→ KUTIPAN TEKS

########################################

Mau tau soal arsitektur, arsitek, desain, interior, konstruksi?

Selamat Datang.......

selamat datang di dunia arsitektur dan interior...blog ini berisi tentang berbagai informasi seputar dunia arsitektur, desain, seni dan budaya. berbagai hal tentang teori desain bangunan dan lansekap juga diposting di blog ini. ulasan jejak rekam arsitek terkenal dan juga bangunan-bangunan hasil karyanya akan selalu dihadirkan di sini...so..check this out!!! selamat membaca...salam 

Kamis, 23 Juli 2009

JEJAK-JEJAK WASTU CITRA ROMO MANGUN





Wisma Kuwera, Gang Kuwera, Mrican, Jogja

 Wisma Kuwera dikenal sebagai rumah kediaman Mangunwijaya yang cukup lama dihuni, dibangun secara bertahap atau lebih tepat disebut sebagai rumah tumbuh. Erwinthon mencatat bahwa Wisma Kuwera ini di’garap’ dari tahun 1986-1999. Letaknya di sebuah gang kecil di pusat kota Jogja. Tepatnya di Gang Kuwera, Mrican, Jogja. Saat ini Wisma Kuwera difungsikan sebagai Kantor Yayasan Laboratorium Dinamika Edukasi Dasar yang merupakan yayasan yang dilahirkan Mangunwijaya dengan SD Mangunan sebagai proyek eksperimental pengembangan pendidikan dasar.

########################################

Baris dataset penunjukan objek
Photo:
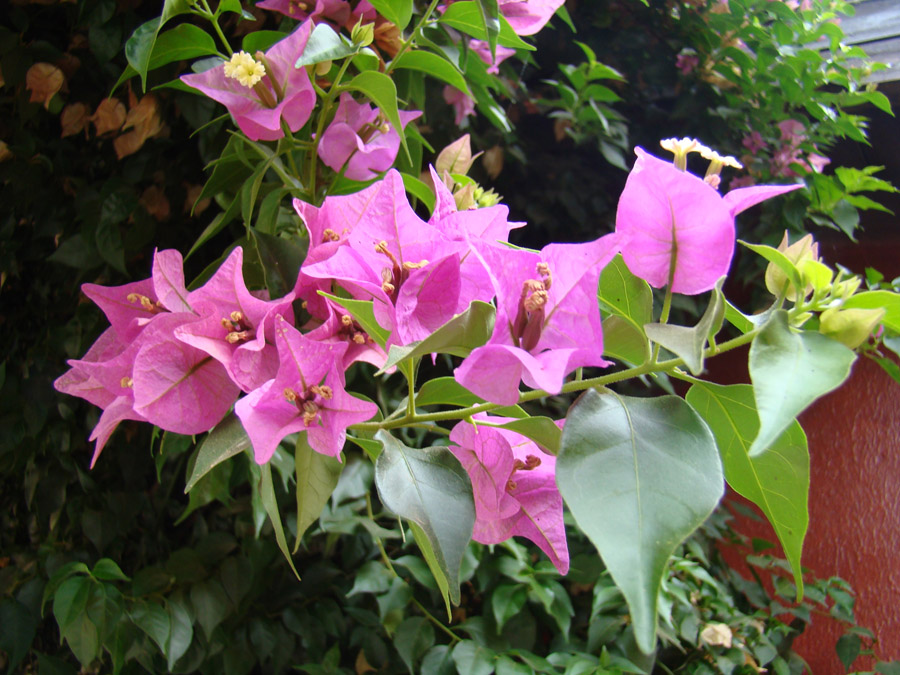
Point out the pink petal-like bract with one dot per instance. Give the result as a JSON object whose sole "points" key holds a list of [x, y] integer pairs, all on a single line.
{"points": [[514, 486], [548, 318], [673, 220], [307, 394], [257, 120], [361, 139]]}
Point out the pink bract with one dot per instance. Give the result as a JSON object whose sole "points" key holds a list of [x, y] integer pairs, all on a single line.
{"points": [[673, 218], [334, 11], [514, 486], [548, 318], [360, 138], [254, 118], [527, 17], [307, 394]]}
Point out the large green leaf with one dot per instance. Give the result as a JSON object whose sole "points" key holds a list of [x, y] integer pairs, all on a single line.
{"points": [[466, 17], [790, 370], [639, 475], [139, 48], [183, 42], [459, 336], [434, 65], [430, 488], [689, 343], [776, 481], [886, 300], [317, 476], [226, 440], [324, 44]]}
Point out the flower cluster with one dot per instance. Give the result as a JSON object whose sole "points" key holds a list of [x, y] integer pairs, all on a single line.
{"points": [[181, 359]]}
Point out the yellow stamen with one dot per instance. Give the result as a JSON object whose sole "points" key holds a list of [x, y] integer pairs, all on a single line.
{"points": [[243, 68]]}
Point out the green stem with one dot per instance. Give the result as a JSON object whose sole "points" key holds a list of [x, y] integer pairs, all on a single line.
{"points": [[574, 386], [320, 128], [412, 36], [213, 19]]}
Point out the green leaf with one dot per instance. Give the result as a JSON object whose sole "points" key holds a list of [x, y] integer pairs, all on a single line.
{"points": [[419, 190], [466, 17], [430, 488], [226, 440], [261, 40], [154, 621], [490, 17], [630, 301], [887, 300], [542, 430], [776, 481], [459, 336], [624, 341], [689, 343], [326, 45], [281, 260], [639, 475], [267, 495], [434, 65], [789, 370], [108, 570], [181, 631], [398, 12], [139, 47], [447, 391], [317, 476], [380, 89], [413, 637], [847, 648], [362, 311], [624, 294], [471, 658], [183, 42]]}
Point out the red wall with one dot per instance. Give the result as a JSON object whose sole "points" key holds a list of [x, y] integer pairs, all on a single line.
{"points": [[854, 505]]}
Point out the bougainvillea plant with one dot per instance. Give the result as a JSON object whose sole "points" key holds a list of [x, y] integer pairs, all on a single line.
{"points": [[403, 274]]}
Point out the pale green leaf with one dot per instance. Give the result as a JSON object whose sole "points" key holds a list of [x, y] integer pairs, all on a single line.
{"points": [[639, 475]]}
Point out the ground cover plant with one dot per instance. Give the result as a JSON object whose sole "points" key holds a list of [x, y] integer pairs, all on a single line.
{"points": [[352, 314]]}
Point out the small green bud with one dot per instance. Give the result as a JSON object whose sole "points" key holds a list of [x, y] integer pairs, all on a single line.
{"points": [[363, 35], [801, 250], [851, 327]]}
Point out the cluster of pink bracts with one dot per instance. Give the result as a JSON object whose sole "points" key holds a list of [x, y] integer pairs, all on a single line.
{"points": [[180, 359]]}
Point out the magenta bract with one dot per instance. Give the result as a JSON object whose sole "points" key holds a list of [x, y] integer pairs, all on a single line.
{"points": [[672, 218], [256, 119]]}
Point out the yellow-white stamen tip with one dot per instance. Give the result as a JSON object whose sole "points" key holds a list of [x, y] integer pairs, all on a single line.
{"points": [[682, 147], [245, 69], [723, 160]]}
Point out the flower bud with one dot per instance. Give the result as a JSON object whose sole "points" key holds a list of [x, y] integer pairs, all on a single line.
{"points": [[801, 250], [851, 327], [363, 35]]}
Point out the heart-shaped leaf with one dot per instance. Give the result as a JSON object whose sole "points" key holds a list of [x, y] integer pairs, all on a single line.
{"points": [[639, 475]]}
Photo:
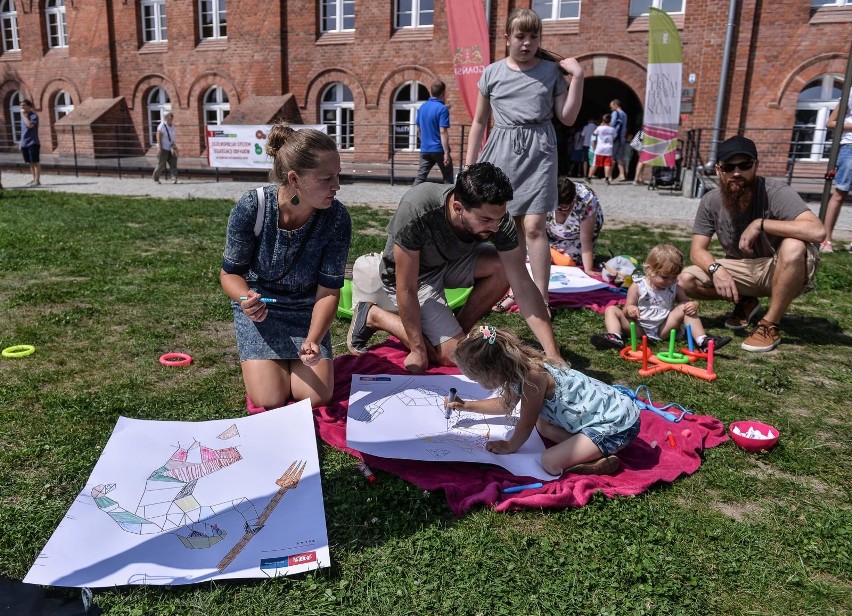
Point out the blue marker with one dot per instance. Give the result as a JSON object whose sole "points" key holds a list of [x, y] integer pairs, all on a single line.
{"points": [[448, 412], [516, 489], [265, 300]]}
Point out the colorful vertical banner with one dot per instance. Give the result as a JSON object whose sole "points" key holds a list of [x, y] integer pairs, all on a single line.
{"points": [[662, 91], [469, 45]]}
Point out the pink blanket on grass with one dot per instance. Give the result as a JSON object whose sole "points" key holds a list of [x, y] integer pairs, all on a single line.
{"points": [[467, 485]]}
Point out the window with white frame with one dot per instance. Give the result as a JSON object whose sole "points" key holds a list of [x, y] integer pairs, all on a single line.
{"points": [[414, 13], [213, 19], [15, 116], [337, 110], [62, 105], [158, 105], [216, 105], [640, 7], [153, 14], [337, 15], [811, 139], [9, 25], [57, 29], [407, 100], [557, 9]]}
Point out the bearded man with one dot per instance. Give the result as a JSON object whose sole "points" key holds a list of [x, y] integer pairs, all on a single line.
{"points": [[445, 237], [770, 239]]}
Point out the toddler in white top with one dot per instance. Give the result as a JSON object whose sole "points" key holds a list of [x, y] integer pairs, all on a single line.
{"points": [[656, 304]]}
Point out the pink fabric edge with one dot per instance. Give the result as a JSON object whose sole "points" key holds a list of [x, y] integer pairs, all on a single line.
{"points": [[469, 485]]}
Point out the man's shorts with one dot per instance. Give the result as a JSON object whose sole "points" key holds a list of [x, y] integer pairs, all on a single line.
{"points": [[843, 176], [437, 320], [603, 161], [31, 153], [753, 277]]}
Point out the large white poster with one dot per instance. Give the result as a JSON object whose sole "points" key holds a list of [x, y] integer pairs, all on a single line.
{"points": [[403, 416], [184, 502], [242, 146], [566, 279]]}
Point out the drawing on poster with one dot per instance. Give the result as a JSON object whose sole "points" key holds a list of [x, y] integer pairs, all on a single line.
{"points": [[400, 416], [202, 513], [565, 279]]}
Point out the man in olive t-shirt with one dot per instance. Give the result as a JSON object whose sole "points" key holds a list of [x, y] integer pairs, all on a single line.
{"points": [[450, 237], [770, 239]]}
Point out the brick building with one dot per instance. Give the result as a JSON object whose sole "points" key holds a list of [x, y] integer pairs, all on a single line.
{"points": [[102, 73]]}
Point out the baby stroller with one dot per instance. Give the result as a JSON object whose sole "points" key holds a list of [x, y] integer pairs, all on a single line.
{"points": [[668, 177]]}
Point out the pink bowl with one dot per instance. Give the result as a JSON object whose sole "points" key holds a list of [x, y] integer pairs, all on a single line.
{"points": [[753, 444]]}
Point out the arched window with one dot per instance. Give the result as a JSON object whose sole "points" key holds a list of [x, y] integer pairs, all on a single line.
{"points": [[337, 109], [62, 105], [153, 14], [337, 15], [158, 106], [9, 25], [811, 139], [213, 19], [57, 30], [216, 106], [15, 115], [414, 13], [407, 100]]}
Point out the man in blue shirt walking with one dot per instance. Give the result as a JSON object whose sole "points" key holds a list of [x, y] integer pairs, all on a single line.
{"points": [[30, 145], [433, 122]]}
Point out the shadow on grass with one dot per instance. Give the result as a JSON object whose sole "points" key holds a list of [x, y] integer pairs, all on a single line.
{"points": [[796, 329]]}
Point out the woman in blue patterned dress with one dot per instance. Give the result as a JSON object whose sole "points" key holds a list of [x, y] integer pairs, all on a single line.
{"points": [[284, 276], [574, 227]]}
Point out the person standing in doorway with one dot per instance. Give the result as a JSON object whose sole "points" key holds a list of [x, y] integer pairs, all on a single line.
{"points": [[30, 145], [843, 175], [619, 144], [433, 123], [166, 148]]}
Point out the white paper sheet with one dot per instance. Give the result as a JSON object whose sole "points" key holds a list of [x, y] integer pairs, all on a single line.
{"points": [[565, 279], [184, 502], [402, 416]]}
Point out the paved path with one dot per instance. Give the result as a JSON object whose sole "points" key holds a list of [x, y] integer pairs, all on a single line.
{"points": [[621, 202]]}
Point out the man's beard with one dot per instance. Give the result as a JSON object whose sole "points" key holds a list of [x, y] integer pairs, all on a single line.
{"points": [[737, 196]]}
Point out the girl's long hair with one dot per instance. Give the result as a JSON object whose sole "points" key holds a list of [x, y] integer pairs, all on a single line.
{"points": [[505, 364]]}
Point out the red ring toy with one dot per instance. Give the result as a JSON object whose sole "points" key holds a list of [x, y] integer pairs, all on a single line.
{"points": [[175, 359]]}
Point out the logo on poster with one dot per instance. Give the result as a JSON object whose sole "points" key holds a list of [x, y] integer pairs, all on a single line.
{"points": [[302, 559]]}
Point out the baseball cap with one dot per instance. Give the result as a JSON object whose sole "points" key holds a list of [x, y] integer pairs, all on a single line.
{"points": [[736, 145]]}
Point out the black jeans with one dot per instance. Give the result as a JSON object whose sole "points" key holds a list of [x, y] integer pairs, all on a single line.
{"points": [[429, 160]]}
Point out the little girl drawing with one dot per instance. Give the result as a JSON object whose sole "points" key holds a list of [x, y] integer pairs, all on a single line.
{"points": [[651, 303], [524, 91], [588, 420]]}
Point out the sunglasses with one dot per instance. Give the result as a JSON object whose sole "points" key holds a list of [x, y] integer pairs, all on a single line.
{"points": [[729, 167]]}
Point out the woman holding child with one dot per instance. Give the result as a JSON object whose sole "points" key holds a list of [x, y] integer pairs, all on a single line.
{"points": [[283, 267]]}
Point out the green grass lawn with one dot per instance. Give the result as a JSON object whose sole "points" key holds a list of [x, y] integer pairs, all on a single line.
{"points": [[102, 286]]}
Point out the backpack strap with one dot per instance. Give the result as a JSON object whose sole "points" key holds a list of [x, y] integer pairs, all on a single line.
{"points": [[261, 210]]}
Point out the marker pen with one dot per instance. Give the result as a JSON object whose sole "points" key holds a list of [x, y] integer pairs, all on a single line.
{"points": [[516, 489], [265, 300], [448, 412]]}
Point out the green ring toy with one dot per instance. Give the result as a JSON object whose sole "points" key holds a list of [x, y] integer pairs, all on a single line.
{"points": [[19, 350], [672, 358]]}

########################################

→ TUGAS ANDA
• 1. Salin ulang bagian kutipan teks yang dimulai dari "JEJAK-JEJAK WASTU CITRA" dan berakhir pada "pengembangan pendidikan dasar.", dengan mengganti "Mangunwijaya" menjadi "Romo Mangun".
• 2. Saring listing dan salin setiap baris yang memuat kata "poster", dengan membedakan huruf besar dan kecil.
Kutipan teks dan listing berasal dari sumber yang berbeda.

→ JAWABAN TUGAS
• 1.
JEJAK-JEJAK WASTU CITRA ROMO MANGUN





Wisma Kuwera, Gang Kuwera, Mrican, Jogja

 Wisma Kuwera dikenal sebagai rumah kediaman Romo Mangun yang cukup lama dihuni, dibangun secara bertahap atau lebih tepat disebut sebagai rumah tumbuh. Erwinthon mencatat bahwa Wisma Kuwera ini di’garap’ dari tahun 1986-1999. Letaknya di sebuah gang kecil di pusat kota Jogja. Tepatnya di Gang Kuwera, Mrican, Jogja. Saat ini Wisma Kuwera difungsikan sebagai Kantor Yayasan Laboratorium Dinamika Edukasi Dasar yang merupakan yayasan yang dilahirkan Romo Mangun dengan SD Mangunan sebagai proyek eksperimental pengembangan pendidikan dasar.

• 2.
Point out the large white poster with one dot per instance. Give the result as a JSON object whose sole "points" key holds a list of [x, y] integer pairs, all on a single line.
Point out the drawing on poster with one dot per instance. Give the result as a JSON object whose sole "points" key holds a list of [x, y] integer pairs, all on a single line.
Point out the logo on poster with one dot per instance. Give the result as a JSON object whose sole "points" key holds a list of [x, y] integer pairs, all on a single line.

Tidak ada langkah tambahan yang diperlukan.